_Problem requirements_. Pick out each line in the entries below that contains the word "horn" and copy it.

_Input records_.
======
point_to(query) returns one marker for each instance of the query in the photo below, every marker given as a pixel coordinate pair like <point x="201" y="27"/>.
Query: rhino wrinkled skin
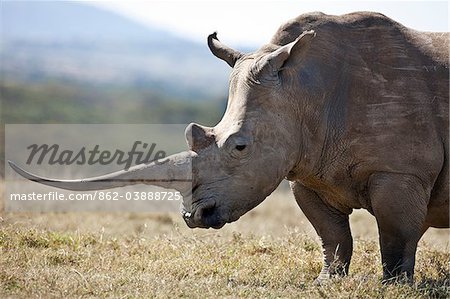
<point x="351" y="109"/>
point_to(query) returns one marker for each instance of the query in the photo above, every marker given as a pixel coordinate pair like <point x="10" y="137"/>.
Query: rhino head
<point x="236" y="164"/>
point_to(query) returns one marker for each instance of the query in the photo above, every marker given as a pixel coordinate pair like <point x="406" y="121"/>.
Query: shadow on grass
<point x="435" y="288"/>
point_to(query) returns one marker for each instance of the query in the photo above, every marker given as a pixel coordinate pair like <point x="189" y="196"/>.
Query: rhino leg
<point x="399" y="203"/>
<point x="332" y="227"/>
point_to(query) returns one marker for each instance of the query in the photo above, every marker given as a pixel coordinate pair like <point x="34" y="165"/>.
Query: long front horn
<point x="173" y="172"/>
<point x="223" y="52"/>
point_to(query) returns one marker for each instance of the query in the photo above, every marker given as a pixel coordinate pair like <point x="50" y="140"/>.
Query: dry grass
<point x="270" y="252"/>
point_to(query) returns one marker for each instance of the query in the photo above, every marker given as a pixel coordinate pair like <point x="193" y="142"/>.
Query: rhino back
<point x="386" y="90"/>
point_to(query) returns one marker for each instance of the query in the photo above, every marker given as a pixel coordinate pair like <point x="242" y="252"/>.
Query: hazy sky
<point x="251" y="22"/>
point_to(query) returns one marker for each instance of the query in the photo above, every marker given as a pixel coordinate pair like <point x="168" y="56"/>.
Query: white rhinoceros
<point x="352" y="109"/>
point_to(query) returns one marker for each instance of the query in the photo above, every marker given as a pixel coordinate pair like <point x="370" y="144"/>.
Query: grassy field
<point x="270" y="252"/>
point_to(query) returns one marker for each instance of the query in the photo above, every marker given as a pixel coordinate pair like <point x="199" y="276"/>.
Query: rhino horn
<point x="223" y="52"/>
<point x="173" y="172"/>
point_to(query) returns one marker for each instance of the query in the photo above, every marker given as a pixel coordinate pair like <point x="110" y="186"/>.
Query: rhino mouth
<point x="204" y="215"/>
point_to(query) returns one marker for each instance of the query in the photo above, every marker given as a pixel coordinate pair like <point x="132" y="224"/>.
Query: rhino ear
<point x="223" y="52"/>
<point x="268" y="68"/>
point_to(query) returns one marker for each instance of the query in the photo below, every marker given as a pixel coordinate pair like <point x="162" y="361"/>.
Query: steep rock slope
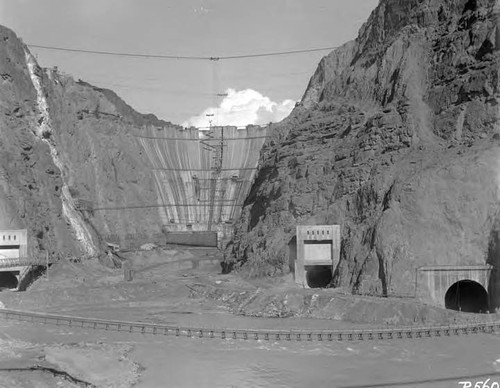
======
_Solution for this exercise_.
Query: long front horn
Query: rhino horn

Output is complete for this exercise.